══ MATERIAL FOR THIS TASK
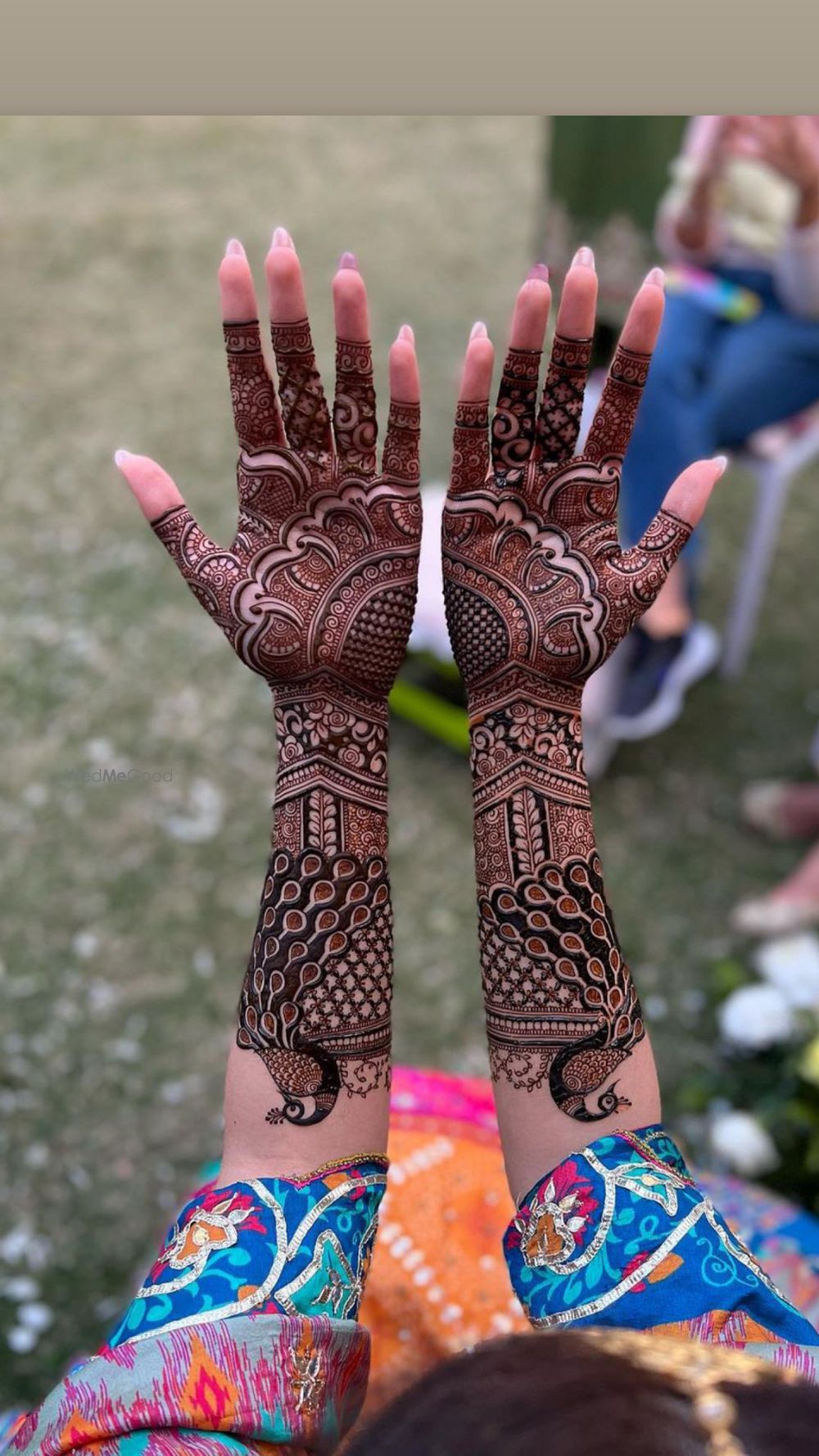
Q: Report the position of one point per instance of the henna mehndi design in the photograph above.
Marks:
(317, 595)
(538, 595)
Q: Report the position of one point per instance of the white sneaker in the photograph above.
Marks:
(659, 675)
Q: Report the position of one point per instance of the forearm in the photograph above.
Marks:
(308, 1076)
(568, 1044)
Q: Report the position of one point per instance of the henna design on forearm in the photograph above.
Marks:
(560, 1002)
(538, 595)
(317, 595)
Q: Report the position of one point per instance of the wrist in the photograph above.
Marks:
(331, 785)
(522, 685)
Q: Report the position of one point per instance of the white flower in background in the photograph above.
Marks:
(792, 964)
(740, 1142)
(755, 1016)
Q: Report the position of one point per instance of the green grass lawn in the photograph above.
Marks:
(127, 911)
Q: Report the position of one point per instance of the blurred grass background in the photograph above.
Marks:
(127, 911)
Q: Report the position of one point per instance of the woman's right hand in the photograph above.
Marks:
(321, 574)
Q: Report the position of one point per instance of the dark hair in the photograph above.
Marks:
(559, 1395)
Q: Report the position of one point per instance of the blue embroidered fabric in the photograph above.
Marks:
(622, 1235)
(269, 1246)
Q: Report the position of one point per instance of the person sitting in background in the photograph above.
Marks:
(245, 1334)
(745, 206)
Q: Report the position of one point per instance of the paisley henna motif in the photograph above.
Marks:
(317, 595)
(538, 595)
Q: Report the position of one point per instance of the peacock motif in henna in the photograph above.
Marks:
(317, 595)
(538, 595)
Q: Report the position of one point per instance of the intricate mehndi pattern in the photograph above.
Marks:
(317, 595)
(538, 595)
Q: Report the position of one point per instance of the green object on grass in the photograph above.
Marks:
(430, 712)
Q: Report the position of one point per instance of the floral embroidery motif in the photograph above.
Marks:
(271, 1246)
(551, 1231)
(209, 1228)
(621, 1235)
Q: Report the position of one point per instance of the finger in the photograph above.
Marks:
════
[TO BE DONE]
Every line from the one containing "hand in the photograph above." through the end of the data must be repeated exactly, and no other line.

[EXPECTED ANSWER]
Q: Report the position of one point per instance of the woman's right hand in the photograph above.
Marks:
(321, 574)
Q: Report the position of one point per instance of the dark hair in the photograph above.
Marks:
(559, 1395)
Q: Report the position of one point per instance of the blue embroidered fabric in the photograph above.
Marks:
(622, 1235)
(269, 1246)
Q: Report the position of one point per instance of the person sitting in background in the photograph above.
Marks:
(245, 1334)
(745, 206)
Q: Report the position of one point per instance of the paisley henna motif in the photograph above.
Marks:
(317, 595)
(538, 595)
Q: Report the position of one point per instance of the peacock motif in henna in the photograph above.
Marks:
(317, 595)
(538, 595)
Q: Report the position of one point per instance of the intricate mehndi pattern in the photograph above.
Marks:
(317, 595)
(538, 595)
Q: Report the position of one point per instance of the green object on grass in the photograph above.
Marks:
(430, 712)
Q: Report the position of one point per instance of the floral embroidery motif in the photograph above.
Marks:
(271, 1246)
(551, 1231)
(209, 1228)
(621, 1235)
Q: Report the position of one point per instance of the finger in the photograph above.
Marks:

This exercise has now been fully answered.